Расположенное в центре Москвы здание Благородного собрания стали использовать для проведения мануфактурных выставок (1831, 1835, 1843, 1853), куда допускались представители непривилегированных групп городского населения. «Впервые они могли войти в здание РБС с парадного входа в качестве публики, чтобы осмотреть не только изделия промышленного производства, но и великолепные залы». В купеческом дневнике читаем о выставке 1853 года: «Первые две недели вход был за деньги, по 30 коп. сер[ебром] с человека, а последняя — бесплатно. Отчего в первые недели было весьма удобно обозревать выставленные предметы, ибо народу было не так много, но на последней неделе не было никакой возможности по многолюдству. Были дни, в которые бывало более 20 тыс. чел.».
Попутно заметим, что проведение промышленных выставок стало возможным благодаря развитию отечественных фабрик. Качественно менялся текстиль, становясь более дешевым и доступным городским низам. Мемуарист свидетельствовал: «Около 1820 г. вышли из употребления парчи и разноцветные материи, а стали носить одного цвета; в это время начали употреблять шерстяные материи. До того же времени опричь сукон и камлота ничего шерстяного не было. Самый колер в материале с того времени сделался прочнее, а до того был линючий по неопытности русских фабрикантов, по случаю закрытия русских портов принявшихся за обработку своих товаров. С 1819 г. бумажные материи сделались дешевле, а до того за аршин миткаля платили 2 р. 50 к., что ныне стоит не дороже 25 к.»

Указания на подписанные объекты:
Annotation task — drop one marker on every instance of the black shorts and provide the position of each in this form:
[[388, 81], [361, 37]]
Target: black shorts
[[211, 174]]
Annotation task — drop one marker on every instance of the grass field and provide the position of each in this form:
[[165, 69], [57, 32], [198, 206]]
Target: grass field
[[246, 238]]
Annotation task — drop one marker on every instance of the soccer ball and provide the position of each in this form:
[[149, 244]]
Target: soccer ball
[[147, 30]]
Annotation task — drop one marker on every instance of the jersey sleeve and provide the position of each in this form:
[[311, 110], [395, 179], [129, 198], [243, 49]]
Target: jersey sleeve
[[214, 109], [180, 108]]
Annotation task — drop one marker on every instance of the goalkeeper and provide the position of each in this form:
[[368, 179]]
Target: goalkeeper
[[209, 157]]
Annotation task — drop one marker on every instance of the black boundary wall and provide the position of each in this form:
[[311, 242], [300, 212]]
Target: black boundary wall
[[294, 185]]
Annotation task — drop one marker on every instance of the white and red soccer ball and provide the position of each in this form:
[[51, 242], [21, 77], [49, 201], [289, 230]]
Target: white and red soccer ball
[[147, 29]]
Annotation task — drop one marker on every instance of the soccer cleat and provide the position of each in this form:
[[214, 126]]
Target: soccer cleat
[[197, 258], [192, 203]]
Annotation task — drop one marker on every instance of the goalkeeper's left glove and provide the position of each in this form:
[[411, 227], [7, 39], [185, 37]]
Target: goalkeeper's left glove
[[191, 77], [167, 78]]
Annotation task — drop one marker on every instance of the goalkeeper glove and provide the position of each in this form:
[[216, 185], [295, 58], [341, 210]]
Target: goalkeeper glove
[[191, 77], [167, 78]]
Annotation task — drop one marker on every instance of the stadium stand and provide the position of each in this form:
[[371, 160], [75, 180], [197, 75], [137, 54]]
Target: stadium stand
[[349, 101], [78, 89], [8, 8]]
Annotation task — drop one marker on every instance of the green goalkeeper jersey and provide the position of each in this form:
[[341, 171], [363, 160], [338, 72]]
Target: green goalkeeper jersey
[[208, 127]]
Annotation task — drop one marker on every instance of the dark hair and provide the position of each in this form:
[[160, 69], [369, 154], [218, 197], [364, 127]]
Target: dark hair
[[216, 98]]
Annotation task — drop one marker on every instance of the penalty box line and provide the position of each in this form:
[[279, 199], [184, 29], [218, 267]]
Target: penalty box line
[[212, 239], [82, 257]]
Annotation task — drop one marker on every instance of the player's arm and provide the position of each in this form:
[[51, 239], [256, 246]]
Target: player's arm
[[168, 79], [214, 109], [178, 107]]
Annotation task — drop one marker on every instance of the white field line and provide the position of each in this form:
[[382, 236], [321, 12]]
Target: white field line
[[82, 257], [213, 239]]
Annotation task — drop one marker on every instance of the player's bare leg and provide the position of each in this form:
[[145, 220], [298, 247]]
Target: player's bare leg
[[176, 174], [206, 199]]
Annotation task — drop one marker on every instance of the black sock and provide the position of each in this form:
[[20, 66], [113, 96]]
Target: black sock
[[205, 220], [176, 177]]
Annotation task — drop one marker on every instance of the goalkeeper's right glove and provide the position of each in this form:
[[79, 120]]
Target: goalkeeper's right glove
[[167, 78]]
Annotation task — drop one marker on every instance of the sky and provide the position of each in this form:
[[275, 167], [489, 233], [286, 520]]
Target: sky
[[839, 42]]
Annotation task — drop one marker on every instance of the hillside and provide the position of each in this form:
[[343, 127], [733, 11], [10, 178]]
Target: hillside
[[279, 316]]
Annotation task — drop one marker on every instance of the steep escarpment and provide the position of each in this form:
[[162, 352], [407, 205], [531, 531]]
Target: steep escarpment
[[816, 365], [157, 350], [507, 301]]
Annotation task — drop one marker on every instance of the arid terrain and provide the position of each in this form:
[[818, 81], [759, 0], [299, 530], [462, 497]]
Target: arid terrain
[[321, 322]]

ПИСЬМЕННОЕ ЗАДАНИЕ A -> Переведите на английский язык предложение из фрагмента о московских мануфактурных выставках: «Качественно менялся текстиль, становясь более дешевым и доступным городским низам».
ПИСЬМЕННОЕ ЗАДАНИЕ B -> Согласно фрагменту о московских мануфактурных выставках, сколько стоил вход на выставку 1853 года в первые две недели?

ОТВЕТ A -> Textiles changed in quality, becoming cheaper and more accessible to the urban lower classes.

ОТВЕТ B -> 30 копеек серебром с человека.